▸ TASK DESCRIPTION: Gather every line in the rows below that contains the string "sneaker", treating uppercase and lowercase as distinct.

[Dataset entries]

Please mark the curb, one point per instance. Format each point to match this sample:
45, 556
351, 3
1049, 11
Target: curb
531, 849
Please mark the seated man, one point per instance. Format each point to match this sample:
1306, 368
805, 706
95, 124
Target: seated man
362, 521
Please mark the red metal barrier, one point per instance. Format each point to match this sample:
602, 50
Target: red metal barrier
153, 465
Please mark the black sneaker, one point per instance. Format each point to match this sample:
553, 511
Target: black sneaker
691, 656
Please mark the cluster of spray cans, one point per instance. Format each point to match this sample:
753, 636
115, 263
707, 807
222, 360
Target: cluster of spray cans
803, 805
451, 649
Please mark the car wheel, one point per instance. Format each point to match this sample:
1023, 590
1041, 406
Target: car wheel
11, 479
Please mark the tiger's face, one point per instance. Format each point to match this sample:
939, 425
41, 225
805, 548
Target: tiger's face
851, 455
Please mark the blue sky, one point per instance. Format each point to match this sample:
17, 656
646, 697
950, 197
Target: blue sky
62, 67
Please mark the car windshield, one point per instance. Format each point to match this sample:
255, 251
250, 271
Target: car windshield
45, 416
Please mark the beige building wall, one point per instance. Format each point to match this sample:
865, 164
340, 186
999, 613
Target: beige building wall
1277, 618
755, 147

--

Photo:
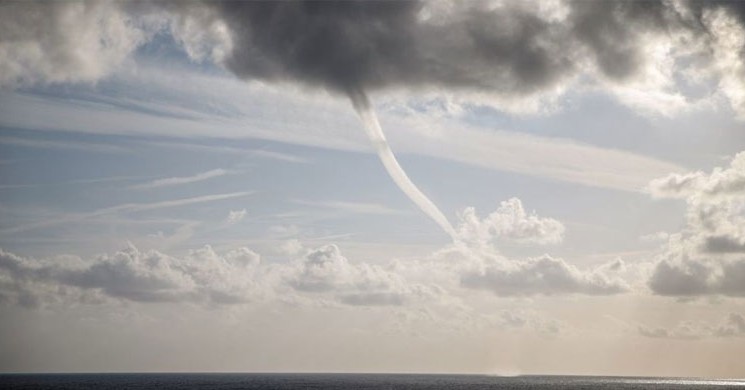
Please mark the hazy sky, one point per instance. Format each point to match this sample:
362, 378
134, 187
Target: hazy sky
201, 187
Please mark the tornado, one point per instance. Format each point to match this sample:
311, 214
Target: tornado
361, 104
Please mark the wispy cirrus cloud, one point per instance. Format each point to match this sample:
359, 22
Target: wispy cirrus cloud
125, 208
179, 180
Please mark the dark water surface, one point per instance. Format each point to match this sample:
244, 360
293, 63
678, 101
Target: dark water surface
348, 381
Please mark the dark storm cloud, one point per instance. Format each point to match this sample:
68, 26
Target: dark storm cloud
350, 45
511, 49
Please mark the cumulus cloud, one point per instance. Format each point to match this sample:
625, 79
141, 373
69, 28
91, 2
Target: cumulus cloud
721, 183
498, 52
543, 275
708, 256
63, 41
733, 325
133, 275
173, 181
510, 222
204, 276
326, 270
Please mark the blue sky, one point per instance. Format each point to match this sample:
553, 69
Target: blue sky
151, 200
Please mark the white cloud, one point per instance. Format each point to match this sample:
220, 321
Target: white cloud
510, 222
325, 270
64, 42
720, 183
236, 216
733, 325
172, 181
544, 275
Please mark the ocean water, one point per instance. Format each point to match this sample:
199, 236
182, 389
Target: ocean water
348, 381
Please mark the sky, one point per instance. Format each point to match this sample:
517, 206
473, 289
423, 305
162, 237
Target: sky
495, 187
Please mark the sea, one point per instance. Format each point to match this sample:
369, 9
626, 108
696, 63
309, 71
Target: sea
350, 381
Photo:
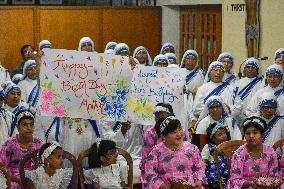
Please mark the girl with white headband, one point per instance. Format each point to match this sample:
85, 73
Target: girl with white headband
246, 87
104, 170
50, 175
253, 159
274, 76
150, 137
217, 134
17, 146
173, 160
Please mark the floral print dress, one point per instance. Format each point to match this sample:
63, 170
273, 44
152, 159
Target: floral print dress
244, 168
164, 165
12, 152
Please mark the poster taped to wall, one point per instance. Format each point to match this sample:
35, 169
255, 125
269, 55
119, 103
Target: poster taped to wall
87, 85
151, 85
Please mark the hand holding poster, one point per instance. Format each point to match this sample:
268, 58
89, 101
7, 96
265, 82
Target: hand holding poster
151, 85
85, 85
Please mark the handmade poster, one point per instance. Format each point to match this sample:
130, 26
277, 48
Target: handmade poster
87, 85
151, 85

--

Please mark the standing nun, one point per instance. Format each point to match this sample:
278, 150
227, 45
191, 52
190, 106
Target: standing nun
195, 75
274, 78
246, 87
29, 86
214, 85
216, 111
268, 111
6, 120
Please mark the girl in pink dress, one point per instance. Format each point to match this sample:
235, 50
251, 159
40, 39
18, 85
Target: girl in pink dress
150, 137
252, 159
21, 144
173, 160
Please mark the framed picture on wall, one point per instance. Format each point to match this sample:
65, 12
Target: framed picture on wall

▸ REPLY:
Please mark the black sneaker, one point per instance. Format each point to match this sample:
Target: black sneaker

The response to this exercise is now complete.